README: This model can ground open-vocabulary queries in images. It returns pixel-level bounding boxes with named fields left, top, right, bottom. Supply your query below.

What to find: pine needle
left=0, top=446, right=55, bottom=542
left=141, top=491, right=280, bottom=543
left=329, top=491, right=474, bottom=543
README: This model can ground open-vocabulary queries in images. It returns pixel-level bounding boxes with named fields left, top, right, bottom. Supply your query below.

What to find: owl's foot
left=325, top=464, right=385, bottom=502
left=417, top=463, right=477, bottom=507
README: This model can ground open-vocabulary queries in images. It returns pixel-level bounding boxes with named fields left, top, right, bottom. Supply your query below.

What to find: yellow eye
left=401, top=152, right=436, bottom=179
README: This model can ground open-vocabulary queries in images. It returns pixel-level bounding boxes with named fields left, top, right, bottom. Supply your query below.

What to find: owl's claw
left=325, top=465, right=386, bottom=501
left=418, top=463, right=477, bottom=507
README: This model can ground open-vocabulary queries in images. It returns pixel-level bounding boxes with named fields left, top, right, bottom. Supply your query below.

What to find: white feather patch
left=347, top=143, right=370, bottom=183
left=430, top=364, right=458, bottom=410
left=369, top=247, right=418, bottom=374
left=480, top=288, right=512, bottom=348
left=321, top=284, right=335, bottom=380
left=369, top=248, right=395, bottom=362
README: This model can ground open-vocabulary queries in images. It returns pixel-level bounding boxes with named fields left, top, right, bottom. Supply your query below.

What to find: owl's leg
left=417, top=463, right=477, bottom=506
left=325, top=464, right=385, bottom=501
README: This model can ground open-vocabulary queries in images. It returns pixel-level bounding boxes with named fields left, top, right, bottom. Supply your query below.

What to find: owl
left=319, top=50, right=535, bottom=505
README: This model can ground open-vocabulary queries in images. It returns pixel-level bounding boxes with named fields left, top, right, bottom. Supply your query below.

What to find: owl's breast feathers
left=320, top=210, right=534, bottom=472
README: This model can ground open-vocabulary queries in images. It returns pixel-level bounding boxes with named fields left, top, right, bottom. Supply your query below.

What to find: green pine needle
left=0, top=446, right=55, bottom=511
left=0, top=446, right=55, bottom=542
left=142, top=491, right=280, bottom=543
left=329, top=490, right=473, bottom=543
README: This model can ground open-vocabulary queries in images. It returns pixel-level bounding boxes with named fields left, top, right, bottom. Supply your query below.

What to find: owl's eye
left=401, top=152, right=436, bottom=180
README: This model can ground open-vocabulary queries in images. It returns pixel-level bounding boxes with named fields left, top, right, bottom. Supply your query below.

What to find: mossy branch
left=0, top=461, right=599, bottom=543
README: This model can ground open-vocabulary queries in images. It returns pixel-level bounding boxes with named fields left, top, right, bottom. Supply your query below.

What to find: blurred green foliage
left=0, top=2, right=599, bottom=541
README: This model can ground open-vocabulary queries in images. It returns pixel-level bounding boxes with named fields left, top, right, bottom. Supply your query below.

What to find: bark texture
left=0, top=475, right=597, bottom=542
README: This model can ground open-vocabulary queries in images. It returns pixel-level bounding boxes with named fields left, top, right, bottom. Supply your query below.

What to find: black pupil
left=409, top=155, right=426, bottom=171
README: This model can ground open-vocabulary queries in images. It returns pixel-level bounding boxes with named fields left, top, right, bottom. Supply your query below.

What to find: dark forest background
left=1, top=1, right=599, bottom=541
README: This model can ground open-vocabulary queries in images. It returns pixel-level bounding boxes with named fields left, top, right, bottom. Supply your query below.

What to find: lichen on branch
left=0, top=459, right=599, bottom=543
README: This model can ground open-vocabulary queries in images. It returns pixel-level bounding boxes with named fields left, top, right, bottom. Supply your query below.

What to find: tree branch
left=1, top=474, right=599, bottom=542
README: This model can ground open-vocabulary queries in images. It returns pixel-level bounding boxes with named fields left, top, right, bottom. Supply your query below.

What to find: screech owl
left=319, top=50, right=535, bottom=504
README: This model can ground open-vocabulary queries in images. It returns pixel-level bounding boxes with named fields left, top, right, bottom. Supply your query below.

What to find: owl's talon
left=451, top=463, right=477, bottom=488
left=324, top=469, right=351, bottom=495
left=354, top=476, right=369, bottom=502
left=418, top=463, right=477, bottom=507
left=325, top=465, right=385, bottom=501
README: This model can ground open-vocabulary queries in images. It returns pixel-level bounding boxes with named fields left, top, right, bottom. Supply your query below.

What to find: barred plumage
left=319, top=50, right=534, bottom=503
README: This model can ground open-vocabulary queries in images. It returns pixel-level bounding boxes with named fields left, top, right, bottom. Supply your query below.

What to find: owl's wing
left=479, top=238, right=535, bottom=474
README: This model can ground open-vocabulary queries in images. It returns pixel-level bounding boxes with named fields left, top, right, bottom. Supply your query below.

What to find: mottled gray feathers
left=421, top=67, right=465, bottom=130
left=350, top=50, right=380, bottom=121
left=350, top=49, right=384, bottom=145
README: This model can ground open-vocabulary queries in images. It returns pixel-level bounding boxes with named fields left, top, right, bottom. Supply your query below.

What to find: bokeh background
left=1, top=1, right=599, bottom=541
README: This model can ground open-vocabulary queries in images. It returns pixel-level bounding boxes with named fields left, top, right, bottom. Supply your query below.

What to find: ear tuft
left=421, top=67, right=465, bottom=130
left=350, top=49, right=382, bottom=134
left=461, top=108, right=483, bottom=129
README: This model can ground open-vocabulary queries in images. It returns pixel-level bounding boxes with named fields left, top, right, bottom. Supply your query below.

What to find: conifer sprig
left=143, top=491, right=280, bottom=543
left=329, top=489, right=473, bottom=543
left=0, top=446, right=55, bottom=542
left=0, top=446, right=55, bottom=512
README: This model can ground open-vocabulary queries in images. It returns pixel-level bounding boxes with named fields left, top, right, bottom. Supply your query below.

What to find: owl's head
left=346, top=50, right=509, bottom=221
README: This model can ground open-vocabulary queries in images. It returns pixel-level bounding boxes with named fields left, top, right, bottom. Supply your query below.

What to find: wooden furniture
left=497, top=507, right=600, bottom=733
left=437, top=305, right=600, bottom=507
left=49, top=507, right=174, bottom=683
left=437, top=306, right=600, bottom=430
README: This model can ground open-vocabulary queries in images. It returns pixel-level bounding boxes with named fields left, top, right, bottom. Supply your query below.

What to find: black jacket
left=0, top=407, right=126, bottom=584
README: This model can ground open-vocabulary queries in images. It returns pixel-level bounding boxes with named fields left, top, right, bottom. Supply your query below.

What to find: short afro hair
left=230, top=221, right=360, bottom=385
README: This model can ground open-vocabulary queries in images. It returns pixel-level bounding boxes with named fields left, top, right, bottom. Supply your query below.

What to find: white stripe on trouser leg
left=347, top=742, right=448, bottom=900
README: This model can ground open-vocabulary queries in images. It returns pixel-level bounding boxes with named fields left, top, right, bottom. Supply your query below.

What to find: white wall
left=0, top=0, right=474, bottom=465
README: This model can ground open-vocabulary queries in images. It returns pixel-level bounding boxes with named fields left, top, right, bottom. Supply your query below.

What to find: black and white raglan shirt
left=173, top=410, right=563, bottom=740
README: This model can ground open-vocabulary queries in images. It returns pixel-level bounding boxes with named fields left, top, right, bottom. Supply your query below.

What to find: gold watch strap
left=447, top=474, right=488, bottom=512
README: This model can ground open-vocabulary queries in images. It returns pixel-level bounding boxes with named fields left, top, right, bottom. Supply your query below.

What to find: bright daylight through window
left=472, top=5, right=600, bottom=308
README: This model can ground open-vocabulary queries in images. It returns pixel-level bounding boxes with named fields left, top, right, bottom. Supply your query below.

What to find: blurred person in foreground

WORK TO COMPLETE:
Repeat each line above exactly as written.

RESULT BELOW:
README: This model can ground open-vocabulary queries in images. It returns pixel-level bounding boxes with named fields left, top, right, bottom. Supply your query below.

What to find: pine needle
left=0, top=446, right=55, bottom=542
left=141, top=491, right=280, bottom=543
left=329, top=491, right=474, bottom=543
README: This model can ground open-vocabulary queries in images. It returns pixel-level bounding boxes with named fields left, top, right, bottom. Supply your query below.

What to find: owl's foot
left=325, top=464, right=385, bottom=502
left=417, top=463, right=477, bottom=507
README: This model can ground open-vocabulary queries in images. It returns pixel-level bounding boxes with named fields left, top, right, bottom. Supply your query below.

What to find: yellow eye
left=401, top=152, right=436, bottom=179
README: This model can ground open-vocabulary queries in images. It returns pixel-level bounding boxes with named fields left, top, right, bottom. Supply your query below.

What to find: owl's claw
left=325, top=465, right=386, bottom=501
left=418, top=463, right=477, bottom=507
README: This model can ground open-vocabulary queries in images. It returns pixel-level bounding boxes with named fields left, top, right, bottom. Supply your query below.

What to find: white feather patch
left=347, top=143, right=370, bottom=183
left=430, top=364, right=458, bottom=410
left=369, top=247, right=418, bottom=374
left=480, top=288, right=512, bottom=348
left=321, top=284, right=335, bottom=380
left=369, top=248, right=395, bottom=362
README: This model can ground open-vocabulary queries in images. It returns pixel-level bounding boxes with named fields left, top, right, bottom. Supply your query below.

What to find: owl's leg
left=417, top=463, right=477, bottom=506
left=325, top=464, right=385, bottom=501
README: This model can ground open-vocabulary queries in images. It returns pixel-level bounding boxes with named fields left, top, right, bottom. Supply your query below.

What to find: owl
left=319, top=50, right=535, bottom=505
README: This model can ground open-vocabulary queries in images. It returns pixel-level bounding boxes with named fields left, top, right, bottom. Supply your query below.

What to find: owl's breast feathers
left=320, top=210, right=534, bottom=472
README: This model can ground open-vocabulary queries in images. It returns pixel-level bounding boxes with named fields left, top, right, bottom. Supply your query below.

What to find: green pine needle
left=0, top=446, right=55, bottom=511
left=0, top=446, right=55, bottom=542
left=142, top=491, right=280, bottom=543
left=329, top=490, right=473, bottom=543
README: This model can ground open-vocabulary queries in images. It returns pixel-level bounding boxes with named fields left, top, right, bottom. Supply your query below.

What to find: owl's eye
left=401, top=152, right=436, bottom=180
README: This model can ground open-vocabulary queries in images. It returns pixel-level bounding boxes with named fields left, top, right, bottom. Supply your query below.

What to find: mossy branch
left=0, top=461, right=599, bottom=543
README: This model can ground open-vocabulary queries in images. It returns pixel-level bounding boxes with named fields left, top, right, bottom. Supply your query below.

What to find: blurred green foliage
left=0, top=2, right=599, bottom=541
README: This model can ground open-vocabulary queries in images. It returns pixel-level bounding boxes with named fields left, top, right, bottom. Supply your query below.

What to find: bark texture
left=0, top=475, right=597, bottom=542
README: This model can ground open-vocabulary queries in images. It returns pixel-level bounding boxes with named fields left, top, right, bottom. Supply your query below.

What to find: black pupil
left=409, top=155, right=426, bottom=171
README: This model can ground open-vocabulary queries in images. It returns pixel-level bounding boxes with named fields left, top, right, bottom. Supply your query below.

What to find: dark forest background
left=1, top=1, right=599, bottom=541
README: This model can ground open-vocabulary queries in images. It returns pixel-level bounding boxes with named fields left, top, right, bottom. Supply your query below.

What to find: lichen on branch
left=0, top=459, right=599, bottom=543
README: This model can ground open-vocabulary queries in images. It returns pixel-level bounding boxes with named fields left, top, right, bottom. Supply your query below.

What to find: tree branch
left=1, top=474, right=599, bottom=542
README: This model can ground open-vocabulary queries in images. It returns pixel-level bounding boxes with named fields left, top, right, bottom. Supply your query below.

What to find: screech owl
left=319, top=50, right=535, bottom=504
README: This model can ground open-vocabulary queries in images. It returns pixel-level bounding boxes with named fields left, top, right, bottom. Supply your query below.

What to find: owl's talon
left=451, top=463, right=477, bottom=488
left=324, top=469, right=351, bottom=495
left=354, top=476, right=369, bottom=502
left=418, top=463, right=477, bottom=507
left=325, top=465, right=385, bottom=501
README: This model can ground open-vocabulary queries in images. It returns pixel-level bounding boxes with named fields left, top, right, bottom. Supply your query below.

What to find: barred plumage
left=319, top=50, right=534, bottom=503
README: This model can ground open-vocabulary queries in images. It returns pixel-level bounding boxes with named fields left, top, right, bottom. Supply your query below.

What to find: owl's wing
left=479, top=238, right=535, bottom=474
README: This model can ground open-vocabulary queries in images. It returns pixel-level bounding boxes with named fields left, top, right, bottom. Supply your query below.

What to find: mottled gray feathers
left=421, top=67, right=465, bottom=130
left=350, top=50, right=380, bottom=121
left=350, top=49, right=384, bottom=145
README: This model can ground open-vocabulary queries in images. It returns pixel-level bounding boxes with named fields left, top, right, bottom. Supply your query below.

What to find: bokeh background
left=1, top=1, right=599, bottom=541
README: This model can ground open-vocabulary queries in images. It returns pixel-level bounding boxes with named fields left, top, right, bottom. Supply your query below.

What to find: ear tuft
left=421, top=67, right=465, bottom=130
left=350, top=49, right=382, bottom=134
left=461, top=108, right=483, bottom=129
README: This model can ground open-vocabulary queries in images. It returns pixel-level bounding boxes with named fields left, top, right, bottom. Supply your query below.

What to find: conifer sprig
left=143, top=491, right=280, bottom=543
left=329, top=489, right=473, bottom=543
left=0, top=446, right=55, bottom=542
left=0, top=446, right=55, bottom=512
README: This model can ground open-vocabulary queries in images. It returns pixel-level bounding boxes with named fields left, top, right, bottom. Supply your query below.

What to find: owl's head
left=346, top=50, right=509, bottom=221
README: This model can ground open-vocabulary queries in images. It returns pixel-level bounding boxes with named fields left, top, right, bottom. Supply your query below.

What to find: wooden furniture
left=497, top=507, right=600, bottom=733
left=437, top=305, right=600, bottom=507
left=49, top=507, right=174, bottom=683
left=437, top=306, right=600, bottom=430
README: This model can ground open-vocabulary queries in images. It returns pixel-level bounding boxes with named fields left, top, right, bottom. Supply your query below.

What to find: black jacket
left=0, top=407, right=126, bottom=584
README: This model can ground open-vocabulary queries in images. It returns pixel-level bounding boxes with named fields left, top, right, bottom. Supply your query below.

What to find: short afro hair
left=230, top=221, right=360, bottom=385
README: This model can ground open-vocabulary queries in images. It returns pixel-level bounding boxes with named fields left, top, right, bottom. Supply your query below.

What to find: white stripe on trouser leg
left=347, top=742, right=448, bottom=900
README: This model can ground open-vocabulary queries in images. It returns pixel-level bounding boxes with named fields left, top, right, bottom. Supply your query below.

What to find: white wall
left=0, top=0, right=474, bottom=465
README: This model can ground open-vocabulary queries in images. It returns pixel-level bounding boxes with named fields left, top, right, bottom. Supply your query below.

What to find: black and white raglan shirt
left=173, top=410, right=563, bottom=740
README: This model can ground open-vocabulary queries in images. It returns pixel-level bounding boxes with named fields left, top, right, bottom. Supply your query below.

What to find: gold watch strap
left=447, top=474, right=488, bottom=512
README: This model can ground open-vocabulary queries in images. It returns pixel-level bounding boxes with named fields left, top, right, bottom. Supply your query below.

What to find: bright daylight through window
left=472, top=5, right=600, bottom=308
README: This model can ground open-vocabulary queries in images. It returns pixel-level bounding boxes with named fields left, top, right, bottom. Supply your query below.

What to find: blurred person in foreground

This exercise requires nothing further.